Selected extract.
++++++++++
Zonaras also gave an interesting description of Carus’ subsequent reign:

  1. “When Carus came to power, he crowned his sons Carinus and Numerianus with the imperial diadem.  Then he set out at once on campaign against the Persians along with his son Numerianus, and seized Ctesiphon and Seleucia.  The Roman army was nearly imperilled during the course of the campaign: when it set up camp in a valley, the Persians ... moved along the river flowing beside it and came to the valley by a passage.  Carus, fortunately, attacked the Persians and routed them, returning to Rome leading a great number of captives and a good deal of plunder.  Then, when the nation of the Sarmati rose up, he fought and subdued that nation.  He was by birth a Galatian [i.e. from Gaul ??] and brave and shrewd in wars.  The story of his end is not agreed upon by historians:

  2. -some say he was campaigning against the Huns and was slain there;

  3. -while others say that, while he was encamped by the Tigris River where his army had set up camp, his tent was hit by a thunderbolt and they tell that he died in it” (‘Epitome Ton Istorion’ 12:26).

According to this second group of historians, Carus’ Persian campaign pre-dated his campaign against the Persians, and his death occurred just as he began to avenge the humiliation that the Persians had inflicted on the Romans under the Emperor Valerian  in 260 AD.

Eutropius was a member of this second group of historians:

  1. “After the death of Probus, Carus, a native of Narbo in Gaul, was created Emperor.  He immediately made his sons, Carinus and Numerianus, Caesars, and reigned, in conjunction with them for two years.  News being brought, while he was engaged in a war with the Sarmatians, of an insurrection among the Persians, he set out for the east, and achieved some noble exploits against that people; he routed them in the field, and took Seleucia and Ctesiphon, their noblest cities, but, while he was encamped on the Tigris, he was killed by lightning” (‘Breviarium historiae Romanae’, 9:18).

Aurelius Victor gave an very similar account: having moralised on the deficiencies of a series of 3rd century Emperors, up to and including the Emperor Probus, he continued:

  1. “Consequently, Carus, who was powerful because he held the post of Praetorian Prefect, was clothed in the imperial robe [after Probus’ murder], and his sons Carinus and Numerian became Caesars.  And since all the barbarians had seized the opportunity to invade [the Empire] once they learned of Probus’ death, [Carus] sent his son to defend Gaul and he straightway proceeded to Mesopotamia, accompanied by Numerian, because that land is ... a customary cause of war with the Persians.  There, after routing the enemy, while he was advancing beyond Ctesiphon, ... he was burned to death by a bolt of lightning” (‘De Caesaribus’, 38: 1-3).

Aurelius Victor, whose view was less charitable that that of Eutropius, reported that many people thought that Carus had deserved the attentions of the lightning bolt because he had defied the omens by marching beyond Ctesiphon.
++++++++++
Brief A. In the passage on Carus' reign, what does Eutropius give as Carus' place of birth?
Brief B. Duplicate everything in the passage on Carus' reign from "3. -while others" down to "Ton Istorion’ 12:26).".

Data listing.
++++++++++
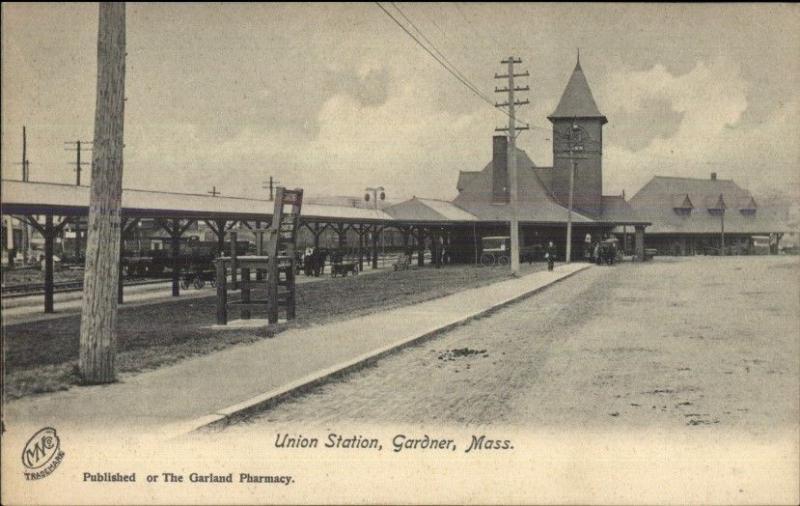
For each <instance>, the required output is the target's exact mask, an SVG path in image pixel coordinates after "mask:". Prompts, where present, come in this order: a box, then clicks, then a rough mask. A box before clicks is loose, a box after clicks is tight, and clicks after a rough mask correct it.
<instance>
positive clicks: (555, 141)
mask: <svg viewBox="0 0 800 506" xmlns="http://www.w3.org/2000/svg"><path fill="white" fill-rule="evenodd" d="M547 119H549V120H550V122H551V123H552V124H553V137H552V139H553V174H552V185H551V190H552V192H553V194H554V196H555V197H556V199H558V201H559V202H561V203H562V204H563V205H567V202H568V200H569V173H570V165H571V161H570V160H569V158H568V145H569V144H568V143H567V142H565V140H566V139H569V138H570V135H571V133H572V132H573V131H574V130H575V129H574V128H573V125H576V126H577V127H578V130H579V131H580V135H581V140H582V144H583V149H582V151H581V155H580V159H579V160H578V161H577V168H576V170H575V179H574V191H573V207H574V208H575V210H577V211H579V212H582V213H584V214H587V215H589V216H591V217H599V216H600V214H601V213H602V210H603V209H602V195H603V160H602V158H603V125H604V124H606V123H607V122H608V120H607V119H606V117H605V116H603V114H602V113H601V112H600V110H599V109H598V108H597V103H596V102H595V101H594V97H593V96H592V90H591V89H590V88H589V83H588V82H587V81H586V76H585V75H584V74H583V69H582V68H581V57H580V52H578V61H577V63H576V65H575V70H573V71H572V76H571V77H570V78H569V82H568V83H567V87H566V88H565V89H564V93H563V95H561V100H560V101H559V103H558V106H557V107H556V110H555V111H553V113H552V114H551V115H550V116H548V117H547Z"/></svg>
++++++++++
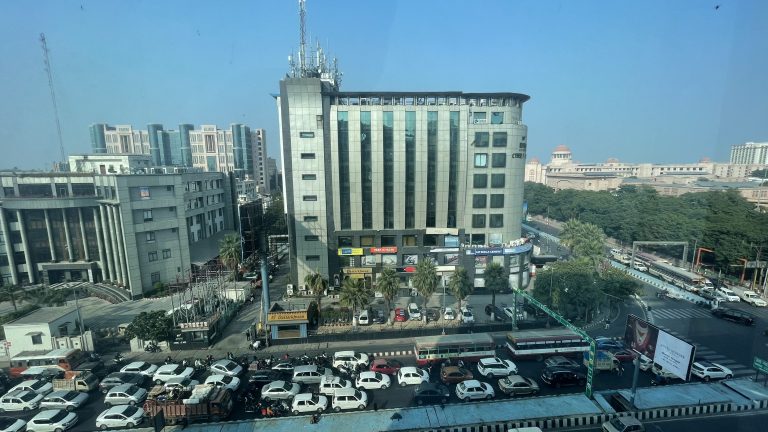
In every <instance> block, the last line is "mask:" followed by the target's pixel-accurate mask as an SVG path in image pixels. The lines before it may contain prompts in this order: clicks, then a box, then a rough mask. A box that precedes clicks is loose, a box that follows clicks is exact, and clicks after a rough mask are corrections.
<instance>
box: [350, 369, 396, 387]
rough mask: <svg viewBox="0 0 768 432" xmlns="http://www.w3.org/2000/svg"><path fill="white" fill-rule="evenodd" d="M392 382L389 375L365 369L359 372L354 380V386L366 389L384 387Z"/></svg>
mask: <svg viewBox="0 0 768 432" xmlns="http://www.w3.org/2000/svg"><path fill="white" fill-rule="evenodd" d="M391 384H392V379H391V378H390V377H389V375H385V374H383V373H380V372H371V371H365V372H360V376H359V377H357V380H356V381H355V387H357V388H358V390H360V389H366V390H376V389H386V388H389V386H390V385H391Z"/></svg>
++++++++++
Exercise answer A. Narbo in Gaul.

Exercise answer B.
3. -while others say that, while he was encamped by the Tigris River where his army had set up camp, his tent was hit by a thunderbolt and they tell that he died in it” (‘Epitome Ton Istorion’ 12:26).